#### Page text:

╭──

On October 16, 1925, Konya member of parliament Refik Bey and his acquaintances presented the proposal for the law on wearing hats to the parliament. The proposal began to be discussed in the parliament on 25 October. In the justification of the law, it was emphasized that the turban and fez symbolized backwardness, so it should be changed. Bursa member of parliament Nureddin Pasha, claiming that this law is unconstitutional and demanding that the proposal be withdrawn, caused great debates to be taken place in the parliament. In addition to those who claimed that the dress of the society could not be determined by laws, there were also those who claimed that this law would facilitate the separation of religion and state affairs. As a result of the voting in which only Nureddin Pasha and Ergani member of parliament İhsan Bey voted against, the law was passed by the parliament.

=== Resistance to the Hat Law ===
The law caused protests in various Anatolian provinces. On the day the law was passed, there were protest demonstrations in Erzurum and martial law was declared in this province for a month. Among those arrested, 13 people were sentenced to death. On 25 November, all the mukhtars of the city were arrested for hanging posters and leaflets against hats on the walls in Sivas; those who were found not guilty were acquitted; Imamzade Mehmet Necati Efendi and Abdurrahman Efendi were sentenced to death. Hacı Sabit Civelek, imam of the Merkez Mosque in the Güneysu region of Rize, said, "If your father puts a hat on his head, his murder is obligatory! You will shoot him! And if your mother is a widow, you will bring her on your back!". He started the revolt in the region with these words.

╰──

#### Entries supplied:
╭──

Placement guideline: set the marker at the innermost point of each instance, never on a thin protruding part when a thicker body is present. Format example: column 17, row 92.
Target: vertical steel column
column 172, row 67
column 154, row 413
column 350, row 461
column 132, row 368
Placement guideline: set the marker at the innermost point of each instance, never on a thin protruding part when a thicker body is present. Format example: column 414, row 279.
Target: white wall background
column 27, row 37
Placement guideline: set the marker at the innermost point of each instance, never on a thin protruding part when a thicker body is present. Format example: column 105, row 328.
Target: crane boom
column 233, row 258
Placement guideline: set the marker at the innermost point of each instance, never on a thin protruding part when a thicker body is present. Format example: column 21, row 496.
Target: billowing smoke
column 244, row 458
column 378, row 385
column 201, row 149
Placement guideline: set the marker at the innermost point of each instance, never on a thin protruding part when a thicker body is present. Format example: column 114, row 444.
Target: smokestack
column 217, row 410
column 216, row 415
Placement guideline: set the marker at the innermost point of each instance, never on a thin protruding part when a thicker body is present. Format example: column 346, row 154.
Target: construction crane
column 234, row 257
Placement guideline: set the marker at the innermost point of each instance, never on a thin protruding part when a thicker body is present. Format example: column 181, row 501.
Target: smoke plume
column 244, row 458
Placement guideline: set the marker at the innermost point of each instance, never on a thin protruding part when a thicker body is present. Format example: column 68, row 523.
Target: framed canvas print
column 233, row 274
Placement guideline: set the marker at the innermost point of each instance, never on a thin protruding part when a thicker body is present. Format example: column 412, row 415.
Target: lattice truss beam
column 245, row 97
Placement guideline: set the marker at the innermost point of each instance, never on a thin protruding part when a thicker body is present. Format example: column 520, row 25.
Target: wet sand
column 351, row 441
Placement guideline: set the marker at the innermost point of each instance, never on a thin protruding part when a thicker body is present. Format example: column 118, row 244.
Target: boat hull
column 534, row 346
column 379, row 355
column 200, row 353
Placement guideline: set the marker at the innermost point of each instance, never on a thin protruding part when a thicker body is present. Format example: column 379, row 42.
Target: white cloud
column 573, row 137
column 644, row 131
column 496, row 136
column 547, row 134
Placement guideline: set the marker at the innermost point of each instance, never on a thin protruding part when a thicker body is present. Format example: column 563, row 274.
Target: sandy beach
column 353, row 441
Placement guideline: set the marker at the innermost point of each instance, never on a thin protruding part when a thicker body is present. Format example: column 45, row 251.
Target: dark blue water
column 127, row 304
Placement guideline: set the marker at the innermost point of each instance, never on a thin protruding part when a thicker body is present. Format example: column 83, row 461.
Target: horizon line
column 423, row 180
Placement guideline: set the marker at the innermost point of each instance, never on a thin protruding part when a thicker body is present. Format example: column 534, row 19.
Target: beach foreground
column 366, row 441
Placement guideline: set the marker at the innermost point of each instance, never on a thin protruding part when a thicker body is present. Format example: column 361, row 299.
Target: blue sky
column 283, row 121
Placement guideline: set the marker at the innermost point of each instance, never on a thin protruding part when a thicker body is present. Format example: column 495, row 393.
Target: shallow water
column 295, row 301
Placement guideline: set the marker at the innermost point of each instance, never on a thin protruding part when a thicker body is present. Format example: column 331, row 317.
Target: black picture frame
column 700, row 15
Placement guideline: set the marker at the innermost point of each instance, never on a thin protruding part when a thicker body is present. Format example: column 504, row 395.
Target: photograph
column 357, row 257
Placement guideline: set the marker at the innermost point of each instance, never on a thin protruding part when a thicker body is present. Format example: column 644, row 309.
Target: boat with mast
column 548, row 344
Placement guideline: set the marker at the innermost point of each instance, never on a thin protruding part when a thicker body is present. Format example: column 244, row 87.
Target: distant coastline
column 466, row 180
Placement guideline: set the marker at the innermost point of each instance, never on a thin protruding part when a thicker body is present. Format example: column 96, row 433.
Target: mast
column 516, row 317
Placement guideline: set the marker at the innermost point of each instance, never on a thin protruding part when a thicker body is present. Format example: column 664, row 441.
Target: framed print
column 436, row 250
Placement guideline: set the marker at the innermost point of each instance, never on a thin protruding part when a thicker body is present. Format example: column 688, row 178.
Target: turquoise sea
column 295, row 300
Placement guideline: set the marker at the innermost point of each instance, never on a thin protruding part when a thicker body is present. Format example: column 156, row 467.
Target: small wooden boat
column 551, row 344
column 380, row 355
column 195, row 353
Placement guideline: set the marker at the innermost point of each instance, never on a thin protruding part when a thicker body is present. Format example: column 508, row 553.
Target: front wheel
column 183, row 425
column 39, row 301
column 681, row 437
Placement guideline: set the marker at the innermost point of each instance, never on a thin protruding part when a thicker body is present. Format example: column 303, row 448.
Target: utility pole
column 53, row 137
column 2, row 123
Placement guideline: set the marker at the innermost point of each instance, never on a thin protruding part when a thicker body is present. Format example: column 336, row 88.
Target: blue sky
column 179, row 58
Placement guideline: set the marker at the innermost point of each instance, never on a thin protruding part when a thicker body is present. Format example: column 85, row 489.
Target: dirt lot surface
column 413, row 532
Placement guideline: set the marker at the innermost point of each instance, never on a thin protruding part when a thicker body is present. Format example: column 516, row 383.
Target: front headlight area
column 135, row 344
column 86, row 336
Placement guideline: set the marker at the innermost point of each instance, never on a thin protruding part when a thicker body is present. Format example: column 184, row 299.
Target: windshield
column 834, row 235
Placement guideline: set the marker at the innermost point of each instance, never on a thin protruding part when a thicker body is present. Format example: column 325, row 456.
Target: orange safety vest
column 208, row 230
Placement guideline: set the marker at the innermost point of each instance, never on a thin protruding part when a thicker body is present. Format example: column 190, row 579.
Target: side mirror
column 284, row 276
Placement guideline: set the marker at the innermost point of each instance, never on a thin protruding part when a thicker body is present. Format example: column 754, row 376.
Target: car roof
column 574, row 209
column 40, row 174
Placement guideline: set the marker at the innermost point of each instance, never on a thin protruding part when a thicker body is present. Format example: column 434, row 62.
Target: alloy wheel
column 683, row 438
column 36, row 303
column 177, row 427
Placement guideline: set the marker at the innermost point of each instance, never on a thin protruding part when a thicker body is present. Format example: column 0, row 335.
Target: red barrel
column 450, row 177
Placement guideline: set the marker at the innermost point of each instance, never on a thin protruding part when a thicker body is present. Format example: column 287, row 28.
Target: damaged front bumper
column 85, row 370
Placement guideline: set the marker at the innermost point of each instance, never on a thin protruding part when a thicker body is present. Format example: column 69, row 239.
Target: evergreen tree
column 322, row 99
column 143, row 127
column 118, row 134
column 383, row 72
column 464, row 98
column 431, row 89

╰──

#### Task list:
a) Answer these questions from the Hat Law text:
(i) Which member of parliament, together with his acquaintances, presented the hat law proposal on October 16, 1925?
(ii) Which two members of parliament voted against the law?
(iii) In which province was martial law declared for a month?
b) Carry the Hat Law text forward by one paragraph, starting right after its last sentence.
The listing above comes from a separate source and is unrelated to the Hat Law text.

#### Answers by task:
a)
(i) Konya member of parliament Refik Bey
(ii) Bursa member of parliament Nureddin Pasha and Ergani member of parliament İhsan Bey
(iii) Erzurum

b)
Ziya Hurşit telegraphed the situation to Ankara, as the rebels, who wanted to wear traditional Laz clothes rather than "religious bigotry", marched towards the centre of Rize. Thereupon, the cruiser Hamidiye sailed to Rize to intimidate. With the cruiser's arrival in the city, most of the rebels surrendered and 143 people were arrested as a result of the events that lasted for about ten days. Since 8 of those arrested were illiterate, they could not defend themselves and were executed. Of the 8 people, 3 were hanged in front of the Tan Hotel, 3 in the municipal park and 2 at the beginning of the pier. Dozens of detainees were decided to be imprisoned in Adana and Sinop. In Marash, those who gathered around the Kahramanmaraş Grand Mosque shouting "We don't want hats" were arrested, and 5 people were sentenced to death. In Istanbul, especially in Fatih district, many people were accused of inciting the people to revolt with their speeches, and were arrested and subsequently tried in Ankara.